> **DESCRIPTION OF THE TASK**: Quote verbatim the rows below, from the one that contains "Exercise. Mark the air" up to and including the last row.

> **EXTRACTED DATA**:
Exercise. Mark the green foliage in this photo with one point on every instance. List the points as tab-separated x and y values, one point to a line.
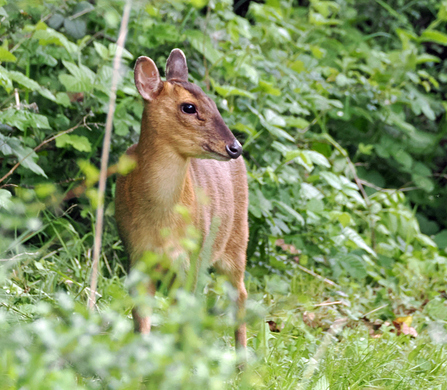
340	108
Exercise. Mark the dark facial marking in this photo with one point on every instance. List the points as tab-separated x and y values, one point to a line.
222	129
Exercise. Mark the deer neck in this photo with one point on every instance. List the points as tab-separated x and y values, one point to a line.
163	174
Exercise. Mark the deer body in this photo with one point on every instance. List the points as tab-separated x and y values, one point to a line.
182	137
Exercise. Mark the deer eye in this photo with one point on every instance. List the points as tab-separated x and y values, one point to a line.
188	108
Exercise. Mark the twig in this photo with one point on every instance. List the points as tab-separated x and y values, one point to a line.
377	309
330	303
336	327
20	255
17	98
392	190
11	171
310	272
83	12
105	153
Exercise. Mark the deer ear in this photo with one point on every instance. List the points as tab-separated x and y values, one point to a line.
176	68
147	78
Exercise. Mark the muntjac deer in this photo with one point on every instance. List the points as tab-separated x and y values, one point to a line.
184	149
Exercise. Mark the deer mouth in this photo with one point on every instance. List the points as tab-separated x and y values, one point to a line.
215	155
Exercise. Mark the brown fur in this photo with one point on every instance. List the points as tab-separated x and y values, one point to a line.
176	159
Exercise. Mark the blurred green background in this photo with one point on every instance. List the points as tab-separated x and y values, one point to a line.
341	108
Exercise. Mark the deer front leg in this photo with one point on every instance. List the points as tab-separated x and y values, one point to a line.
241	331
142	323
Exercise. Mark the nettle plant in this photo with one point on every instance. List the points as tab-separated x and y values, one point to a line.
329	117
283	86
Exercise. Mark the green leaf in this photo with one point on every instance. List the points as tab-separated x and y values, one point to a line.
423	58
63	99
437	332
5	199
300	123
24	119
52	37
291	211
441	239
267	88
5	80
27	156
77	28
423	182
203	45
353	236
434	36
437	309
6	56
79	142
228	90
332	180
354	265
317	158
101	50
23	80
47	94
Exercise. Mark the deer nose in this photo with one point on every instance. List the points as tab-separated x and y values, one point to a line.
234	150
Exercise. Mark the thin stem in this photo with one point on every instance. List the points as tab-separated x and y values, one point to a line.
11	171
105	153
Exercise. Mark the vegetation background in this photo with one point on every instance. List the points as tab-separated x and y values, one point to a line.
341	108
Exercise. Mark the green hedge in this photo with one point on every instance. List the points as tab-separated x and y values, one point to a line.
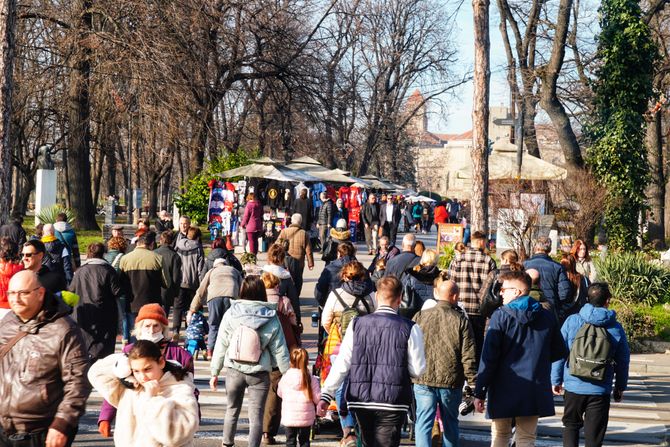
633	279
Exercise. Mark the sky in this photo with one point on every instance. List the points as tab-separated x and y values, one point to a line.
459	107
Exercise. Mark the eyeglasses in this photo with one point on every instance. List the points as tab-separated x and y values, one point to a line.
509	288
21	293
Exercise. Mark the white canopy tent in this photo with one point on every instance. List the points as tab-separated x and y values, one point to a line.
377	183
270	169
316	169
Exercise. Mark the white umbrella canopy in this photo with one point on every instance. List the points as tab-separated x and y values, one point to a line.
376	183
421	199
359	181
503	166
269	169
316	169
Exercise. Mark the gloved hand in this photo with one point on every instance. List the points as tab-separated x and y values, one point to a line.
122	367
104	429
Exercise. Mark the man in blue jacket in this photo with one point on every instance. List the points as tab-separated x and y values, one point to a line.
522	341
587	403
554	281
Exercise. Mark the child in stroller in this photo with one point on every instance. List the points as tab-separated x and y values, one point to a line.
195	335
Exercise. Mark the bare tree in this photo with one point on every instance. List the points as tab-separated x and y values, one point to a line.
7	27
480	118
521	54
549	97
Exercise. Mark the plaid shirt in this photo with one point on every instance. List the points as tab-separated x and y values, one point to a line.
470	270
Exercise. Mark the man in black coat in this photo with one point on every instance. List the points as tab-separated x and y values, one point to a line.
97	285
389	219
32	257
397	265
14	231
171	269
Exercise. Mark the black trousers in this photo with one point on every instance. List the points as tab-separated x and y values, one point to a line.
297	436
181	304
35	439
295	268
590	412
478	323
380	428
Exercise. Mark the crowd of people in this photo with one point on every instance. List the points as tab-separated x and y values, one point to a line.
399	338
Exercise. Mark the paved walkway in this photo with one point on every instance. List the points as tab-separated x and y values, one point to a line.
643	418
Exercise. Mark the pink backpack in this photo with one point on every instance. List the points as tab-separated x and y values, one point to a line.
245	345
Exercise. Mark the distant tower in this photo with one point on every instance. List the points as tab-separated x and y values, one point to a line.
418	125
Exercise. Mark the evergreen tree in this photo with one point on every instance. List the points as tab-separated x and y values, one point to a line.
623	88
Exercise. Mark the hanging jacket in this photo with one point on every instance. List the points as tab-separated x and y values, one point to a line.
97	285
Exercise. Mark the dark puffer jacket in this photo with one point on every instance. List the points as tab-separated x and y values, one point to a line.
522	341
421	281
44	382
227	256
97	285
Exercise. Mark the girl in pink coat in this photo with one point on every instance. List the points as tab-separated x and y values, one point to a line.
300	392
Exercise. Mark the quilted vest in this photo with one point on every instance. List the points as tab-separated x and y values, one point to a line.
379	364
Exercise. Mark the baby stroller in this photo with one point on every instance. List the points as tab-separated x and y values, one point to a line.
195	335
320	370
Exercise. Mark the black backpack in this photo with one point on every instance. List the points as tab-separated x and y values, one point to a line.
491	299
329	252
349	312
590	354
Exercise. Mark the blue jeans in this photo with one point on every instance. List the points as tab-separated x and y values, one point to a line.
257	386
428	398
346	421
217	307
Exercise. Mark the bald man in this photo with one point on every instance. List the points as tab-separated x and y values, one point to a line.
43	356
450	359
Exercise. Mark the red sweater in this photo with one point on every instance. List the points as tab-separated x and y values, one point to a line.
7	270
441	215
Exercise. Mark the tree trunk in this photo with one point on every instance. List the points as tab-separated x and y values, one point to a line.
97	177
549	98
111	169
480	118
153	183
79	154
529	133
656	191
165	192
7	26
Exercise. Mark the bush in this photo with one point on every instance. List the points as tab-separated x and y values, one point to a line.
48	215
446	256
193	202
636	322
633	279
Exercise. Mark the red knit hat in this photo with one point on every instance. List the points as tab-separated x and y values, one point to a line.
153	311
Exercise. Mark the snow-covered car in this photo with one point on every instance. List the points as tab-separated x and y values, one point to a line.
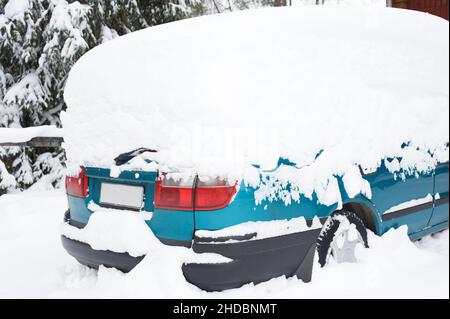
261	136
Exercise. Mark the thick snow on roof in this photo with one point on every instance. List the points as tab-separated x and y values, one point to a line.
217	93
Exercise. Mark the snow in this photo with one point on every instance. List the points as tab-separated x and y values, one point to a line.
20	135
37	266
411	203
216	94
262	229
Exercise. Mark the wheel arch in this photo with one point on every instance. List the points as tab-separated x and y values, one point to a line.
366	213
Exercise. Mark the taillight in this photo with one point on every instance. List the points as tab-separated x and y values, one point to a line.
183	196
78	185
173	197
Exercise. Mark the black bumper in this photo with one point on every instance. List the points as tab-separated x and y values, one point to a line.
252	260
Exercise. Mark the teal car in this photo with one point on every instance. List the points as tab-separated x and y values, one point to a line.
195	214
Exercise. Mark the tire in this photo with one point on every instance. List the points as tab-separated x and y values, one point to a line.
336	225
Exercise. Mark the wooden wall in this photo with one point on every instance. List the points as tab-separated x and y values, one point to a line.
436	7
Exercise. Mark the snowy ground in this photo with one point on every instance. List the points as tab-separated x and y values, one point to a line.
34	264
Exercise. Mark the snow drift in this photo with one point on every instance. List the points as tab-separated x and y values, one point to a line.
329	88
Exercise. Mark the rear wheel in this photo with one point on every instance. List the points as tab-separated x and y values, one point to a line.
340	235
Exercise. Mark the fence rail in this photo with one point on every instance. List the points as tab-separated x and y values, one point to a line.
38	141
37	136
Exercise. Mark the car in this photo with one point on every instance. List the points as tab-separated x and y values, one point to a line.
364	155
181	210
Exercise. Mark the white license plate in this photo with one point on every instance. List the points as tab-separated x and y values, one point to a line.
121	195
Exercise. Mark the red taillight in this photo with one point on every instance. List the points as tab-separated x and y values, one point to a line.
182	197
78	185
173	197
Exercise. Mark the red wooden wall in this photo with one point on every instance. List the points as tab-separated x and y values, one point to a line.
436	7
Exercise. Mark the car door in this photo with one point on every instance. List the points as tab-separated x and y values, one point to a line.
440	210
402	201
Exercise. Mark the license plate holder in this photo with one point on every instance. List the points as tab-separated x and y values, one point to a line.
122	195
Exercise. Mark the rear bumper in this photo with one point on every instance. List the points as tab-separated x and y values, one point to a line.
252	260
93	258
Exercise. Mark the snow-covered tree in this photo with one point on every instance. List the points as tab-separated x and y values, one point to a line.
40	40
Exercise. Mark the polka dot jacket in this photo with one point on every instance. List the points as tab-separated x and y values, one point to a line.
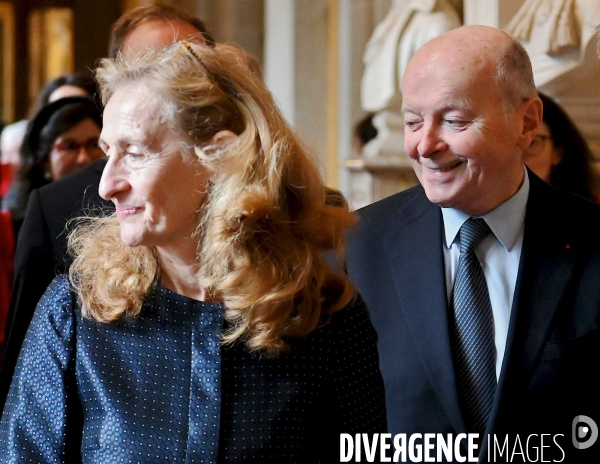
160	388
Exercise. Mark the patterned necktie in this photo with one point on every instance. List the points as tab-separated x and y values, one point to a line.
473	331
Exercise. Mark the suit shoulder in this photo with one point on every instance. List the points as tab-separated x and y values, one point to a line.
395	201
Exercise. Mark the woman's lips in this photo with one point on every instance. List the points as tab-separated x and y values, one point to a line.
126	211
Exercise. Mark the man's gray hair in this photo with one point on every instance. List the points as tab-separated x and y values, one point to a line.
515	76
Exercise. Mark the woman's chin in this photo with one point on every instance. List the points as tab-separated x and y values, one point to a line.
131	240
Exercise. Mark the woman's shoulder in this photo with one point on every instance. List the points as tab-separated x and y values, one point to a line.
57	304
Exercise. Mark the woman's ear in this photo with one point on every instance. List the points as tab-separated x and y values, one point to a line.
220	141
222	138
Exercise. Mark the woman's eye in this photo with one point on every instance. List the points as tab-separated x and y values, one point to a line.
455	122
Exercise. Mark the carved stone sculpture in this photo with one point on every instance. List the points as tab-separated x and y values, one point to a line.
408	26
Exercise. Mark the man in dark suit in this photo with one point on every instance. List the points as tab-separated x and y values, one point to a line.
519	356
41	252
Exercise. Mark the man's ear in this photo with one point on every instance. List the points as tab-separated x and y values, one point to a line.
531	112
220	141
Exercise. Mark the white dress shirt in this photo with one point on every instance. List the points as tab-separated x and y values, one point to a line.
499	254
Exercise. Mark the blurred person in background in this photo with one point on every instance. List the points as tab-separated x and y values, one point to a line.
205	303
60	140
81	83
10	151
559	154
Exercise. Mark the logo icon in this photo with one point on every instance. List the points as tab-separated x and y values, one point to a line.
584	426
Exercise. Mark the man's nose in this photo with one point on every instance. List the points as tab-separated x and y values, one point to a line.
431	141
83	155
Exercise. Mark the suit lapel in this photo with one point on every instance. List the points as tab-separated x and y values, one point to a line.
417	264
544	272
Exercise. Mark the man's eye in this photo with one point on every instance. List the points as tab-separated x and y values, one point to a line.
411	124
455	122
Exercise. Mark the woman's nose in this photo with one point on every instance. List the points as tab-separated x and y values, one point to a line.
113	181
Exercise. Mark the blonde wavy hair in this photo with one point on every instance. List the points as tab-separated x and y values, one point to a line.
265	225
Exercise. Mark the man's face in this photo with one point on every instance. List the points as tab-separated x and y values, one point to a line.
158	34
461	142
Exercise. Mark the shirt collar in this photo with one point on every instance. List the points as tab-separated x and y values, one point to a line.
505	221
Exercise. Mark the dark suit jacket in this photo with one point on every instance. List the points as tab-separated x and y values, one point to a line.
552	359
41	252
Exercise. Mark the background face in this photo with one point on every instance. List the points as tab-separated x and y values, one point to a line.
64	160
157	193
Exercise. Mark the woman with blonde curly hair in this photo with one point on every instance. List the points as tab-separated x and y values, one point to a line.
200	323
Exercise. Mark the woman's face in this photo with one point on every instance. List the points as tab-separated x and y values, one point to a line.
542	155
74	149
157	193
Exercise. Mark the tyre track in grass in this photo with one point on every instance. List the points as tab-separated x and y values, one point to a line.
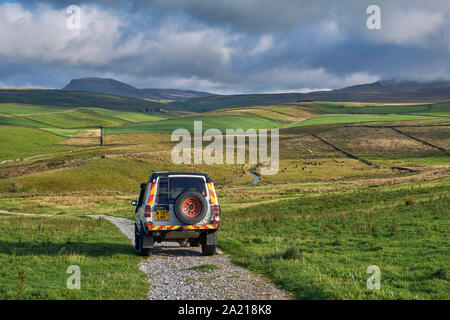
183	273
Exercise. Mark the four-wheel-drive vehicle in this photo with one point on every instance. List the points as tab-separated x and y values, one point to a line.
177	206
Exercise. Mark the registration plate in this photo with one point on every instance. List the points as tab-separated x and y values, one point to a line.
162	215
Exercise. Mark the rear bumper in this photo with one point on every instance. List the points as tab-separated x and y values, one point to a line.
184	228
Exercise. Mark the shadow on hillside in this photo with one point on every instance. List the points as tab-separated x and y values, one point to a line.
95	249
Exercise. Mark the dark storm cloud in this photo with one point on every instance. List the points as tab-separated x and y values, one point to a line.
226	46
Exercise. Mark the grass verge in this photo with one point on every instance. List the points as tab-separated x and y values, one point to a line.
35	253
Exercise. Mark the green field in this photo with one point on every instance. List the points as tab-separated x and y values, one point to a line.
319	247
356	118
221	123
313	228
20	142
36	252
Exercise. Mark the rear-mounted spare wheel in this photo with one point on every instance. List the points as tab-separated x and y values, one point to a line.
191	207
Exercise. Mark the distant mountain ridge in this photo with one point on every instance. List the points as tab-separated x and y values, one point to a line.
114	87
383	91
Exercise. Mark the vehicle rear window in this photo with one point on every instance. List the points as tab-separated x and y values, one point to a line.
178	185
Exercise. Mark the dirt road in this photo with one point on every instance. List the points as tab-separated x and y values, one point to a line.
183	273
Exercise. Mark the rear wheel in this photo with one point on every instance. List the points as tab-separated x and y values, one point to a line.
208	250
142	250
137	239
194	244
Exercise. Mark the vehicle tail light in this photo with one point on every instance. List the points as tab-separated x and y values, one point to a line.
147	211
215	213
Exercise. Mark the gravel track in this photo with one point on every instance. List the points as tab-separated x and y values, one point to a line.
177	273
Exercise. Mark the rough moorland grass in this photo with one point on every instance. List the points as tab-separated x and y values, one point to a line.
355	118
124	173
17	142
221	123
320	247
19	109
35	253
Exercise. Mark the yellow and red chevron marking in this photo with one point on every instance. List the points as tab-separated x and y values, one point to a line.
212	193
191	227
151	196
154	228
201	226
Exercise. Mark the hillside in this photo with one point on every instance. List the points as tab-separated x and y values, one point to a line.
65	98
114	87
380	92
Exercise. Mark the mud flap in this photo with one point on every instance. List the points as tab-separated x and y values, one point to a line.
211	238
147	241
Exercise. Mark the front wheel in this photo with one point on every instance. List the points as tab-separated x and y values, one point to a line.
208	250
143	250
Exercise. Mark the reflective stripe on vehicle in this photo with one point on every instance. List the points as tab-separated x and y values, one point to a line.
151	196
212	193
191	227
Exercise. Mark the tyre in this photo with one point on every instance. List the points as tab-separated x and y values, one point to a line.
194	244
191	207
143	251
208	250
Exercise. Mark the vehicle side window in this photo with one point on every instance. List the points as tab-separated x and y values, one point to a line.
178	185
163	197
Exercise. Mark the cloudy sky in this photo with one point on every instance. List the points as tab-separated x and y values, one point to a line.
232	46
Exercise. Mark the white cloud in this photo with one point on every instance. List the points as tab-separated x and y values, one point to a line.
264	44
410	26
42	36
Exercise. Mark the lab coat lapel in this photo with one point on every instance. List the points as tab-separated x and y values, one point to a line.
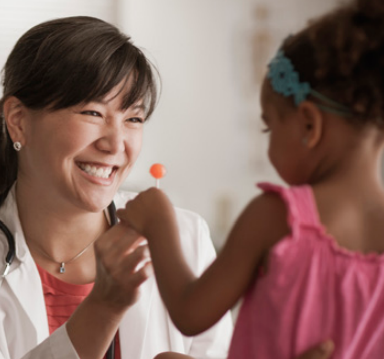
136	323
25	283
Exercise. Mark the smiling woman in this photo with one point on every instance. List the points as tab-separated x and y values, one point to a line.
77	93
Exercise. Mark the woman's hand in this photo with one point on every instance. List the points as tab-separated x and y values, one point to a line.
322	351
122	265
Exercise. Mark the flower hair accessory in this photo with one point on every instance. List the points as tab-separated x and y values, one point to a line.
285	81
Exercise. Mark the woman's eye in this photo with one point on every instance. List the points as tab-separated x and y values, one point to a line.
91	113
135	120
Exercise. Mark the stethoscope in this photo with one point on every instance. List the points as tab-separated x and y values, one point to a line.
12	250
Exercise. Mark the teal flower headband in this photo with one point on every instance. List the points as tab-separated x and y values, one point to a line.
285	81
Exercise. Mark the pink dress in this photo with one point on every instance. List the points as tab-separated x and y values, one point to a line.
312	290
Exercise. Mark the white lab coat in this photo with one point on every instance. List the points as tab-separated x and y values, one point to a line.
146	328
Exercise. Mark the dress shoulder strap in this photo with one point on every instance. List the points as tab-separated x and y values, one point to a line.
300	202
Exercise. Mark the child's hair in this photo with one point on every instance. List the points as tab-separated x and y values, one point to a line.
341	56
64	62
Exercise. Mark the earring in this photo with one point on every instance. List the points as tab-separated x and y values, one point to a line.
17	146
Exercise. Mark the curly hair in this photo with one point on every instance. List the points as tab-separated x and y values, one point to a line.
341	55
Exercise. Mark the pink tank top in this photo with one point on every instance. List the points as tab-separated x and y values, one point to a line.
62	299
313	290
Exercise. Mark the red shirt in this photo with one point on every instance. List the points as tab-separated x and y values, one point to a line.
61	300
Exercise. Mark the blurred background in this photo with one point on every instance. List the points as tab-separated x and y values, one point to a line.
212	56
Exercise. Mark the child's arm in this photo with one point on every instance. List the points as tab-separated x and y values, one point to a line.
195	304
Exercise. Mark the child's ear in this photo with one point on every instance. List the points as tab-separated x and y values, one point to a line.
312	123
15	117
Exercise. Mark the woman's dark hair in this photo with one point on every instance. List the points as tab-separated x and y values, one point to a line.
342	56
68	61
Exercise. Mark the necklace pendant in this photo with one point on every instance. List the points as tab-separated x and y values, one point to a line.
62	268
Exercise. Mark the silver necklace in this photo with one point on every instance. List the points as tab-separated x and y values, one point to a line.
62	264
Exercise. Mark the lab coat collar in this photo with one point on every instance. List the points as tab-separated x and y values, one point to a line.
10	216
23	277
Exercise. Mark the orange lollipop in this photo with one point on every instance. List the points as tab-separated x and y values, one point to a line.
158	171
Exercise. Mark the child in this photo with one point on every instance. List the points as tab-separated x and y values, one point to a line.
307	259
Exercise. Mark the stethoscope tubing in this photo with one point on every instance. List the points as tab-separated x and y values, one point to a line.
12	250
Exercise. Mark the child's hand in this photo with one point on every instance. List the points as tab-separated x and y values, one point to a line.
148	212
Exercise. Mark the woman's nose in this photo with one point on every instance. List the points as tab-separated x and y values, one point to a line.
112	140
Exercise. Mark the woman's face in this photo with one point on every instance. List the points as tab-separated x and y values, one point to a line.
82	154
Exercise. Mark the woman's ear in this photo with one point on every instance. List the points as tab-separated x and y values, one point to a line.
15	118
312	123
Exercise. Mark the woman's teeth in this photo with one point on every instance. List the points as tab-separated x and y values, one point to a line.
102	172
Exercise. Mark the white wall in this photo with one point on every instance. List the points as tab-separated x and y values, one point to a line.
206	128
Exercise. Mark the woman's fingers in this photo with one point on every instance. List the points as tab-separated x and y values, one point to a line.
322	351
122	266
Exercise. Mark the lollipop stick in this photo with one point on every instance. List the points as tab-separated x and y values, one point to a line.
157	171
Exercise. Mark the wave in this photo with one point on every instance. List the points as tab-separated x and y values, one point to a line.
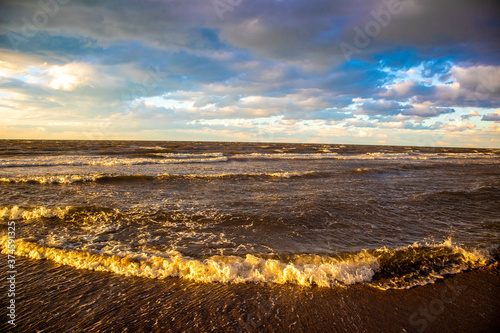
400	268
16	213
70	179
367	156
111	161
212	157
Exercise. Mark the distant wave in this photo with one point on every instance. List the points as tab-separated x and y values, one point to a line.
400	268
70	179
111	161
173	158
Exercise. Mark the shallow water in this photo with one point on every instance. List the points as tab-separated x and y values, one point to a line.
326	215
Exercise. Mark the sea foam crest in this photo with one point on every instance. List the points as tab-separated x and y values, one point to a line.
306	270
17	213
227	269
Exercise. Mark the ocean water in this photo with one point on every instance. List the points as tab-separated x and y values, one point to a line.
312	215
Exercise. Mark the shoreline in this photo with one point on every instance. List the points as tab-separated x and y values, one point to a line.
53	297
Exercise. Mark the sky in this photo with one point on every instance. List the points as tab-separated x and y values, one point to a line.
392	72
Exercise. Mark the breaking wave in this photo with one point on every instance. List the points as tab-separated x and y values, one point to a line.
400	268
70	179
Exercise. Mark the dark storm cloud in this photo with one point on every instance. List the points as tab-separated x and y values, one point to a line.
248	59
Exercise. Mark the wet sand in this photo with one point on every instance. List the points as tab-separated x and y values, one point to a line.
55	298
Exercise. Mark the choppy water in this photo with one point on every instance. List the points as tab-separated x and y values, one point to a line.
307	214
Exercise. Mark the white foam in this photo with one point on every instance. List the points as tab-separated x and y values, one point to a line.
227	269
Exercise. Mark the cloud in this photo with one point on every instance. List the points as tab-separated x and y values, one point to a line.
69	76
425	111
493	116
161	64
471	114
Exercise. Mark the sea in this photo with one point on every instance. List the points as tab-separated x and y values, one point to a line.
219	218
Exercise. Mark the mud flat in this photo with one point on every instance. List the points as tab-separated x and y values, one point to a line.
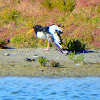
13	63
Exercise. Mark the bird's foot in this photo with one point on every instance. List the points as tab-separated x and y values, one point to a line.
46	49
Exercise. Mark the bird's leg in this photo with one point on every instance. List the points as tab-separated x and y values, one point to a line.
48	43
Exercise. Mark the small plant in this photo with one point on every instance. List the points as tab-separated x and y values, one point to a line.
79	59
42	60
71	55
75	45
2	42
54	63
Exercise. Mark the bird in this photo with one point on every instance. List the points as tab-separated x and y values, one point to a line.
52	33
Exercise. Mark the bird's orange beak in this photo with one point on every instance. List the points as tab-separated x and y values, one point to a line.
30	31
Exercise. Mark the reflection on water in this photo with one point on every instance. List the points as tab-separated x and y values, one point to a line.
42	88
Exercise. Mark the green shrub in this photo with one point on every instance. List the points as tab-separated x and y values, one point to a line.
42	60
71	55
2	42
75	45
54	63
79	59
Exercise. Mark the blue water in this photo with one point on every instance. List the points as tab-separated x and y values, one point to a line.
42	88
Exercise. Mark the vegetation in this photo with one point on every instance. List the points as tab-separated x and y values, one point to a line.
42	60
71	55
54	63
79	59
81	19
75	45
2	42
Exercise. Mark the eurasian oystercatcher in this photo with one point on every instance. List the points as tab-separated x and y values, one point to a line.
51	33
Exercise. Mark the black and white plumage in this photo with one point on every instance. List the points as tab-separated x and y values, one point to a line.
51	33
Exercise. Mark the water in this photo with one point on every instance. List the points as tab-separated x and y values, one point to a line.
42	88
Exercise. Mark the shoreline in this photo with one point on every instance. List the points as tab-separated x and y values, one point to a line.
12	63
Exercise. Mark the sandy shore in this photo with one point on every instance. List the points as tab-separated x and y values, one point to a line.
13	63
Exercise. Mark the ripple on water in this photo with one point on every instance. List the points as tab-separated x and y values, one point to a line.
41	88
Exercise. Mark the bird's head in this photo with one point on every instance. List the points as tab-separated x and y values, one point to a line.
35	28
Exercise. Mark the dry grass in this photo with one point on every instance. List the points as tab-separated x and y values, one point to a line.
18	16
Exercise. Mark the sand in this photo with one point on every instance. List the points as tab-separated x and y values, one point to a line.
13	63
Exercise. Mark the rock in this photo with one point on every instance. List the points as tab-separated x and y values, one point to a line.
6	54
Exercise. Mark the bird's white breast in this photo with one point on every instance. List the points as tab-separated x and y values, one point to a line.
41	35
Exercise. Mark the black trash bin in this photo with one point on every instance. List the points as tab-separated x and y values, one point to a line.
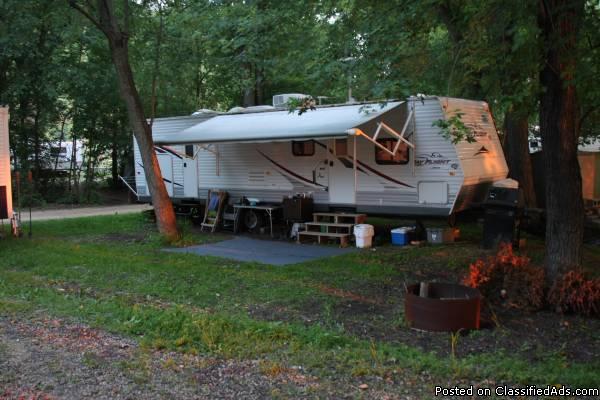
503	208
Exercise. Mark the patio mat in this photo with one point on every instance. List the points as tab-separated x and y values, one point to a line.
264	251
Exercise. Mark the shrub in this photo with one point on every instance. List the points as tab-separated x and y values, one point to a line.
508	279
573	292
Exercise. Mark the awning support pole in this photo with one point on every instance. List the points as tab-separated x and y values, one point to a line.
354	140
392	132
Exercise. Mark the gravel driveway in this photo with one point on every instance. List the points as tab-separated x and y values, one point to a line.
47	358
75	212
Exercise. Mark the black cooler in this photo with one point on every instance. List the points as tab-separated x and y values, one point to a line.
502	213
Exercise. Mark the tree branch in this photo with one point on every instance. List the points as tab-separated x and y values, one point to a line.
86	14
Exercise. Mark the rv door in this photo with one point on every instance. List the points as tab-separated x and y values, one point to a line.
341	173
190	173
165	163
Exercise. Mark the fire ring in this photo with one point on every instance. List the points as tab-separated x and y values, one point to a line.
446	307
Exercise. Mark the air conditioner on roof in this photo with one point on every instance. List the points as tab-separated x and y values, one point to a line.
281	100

> **CORRECT ANSWER**:
Exercise. Mark the air conditioner on roof in this photo with one point on every instance. List the points as tab-separated x and y values, one point to a line.
281	100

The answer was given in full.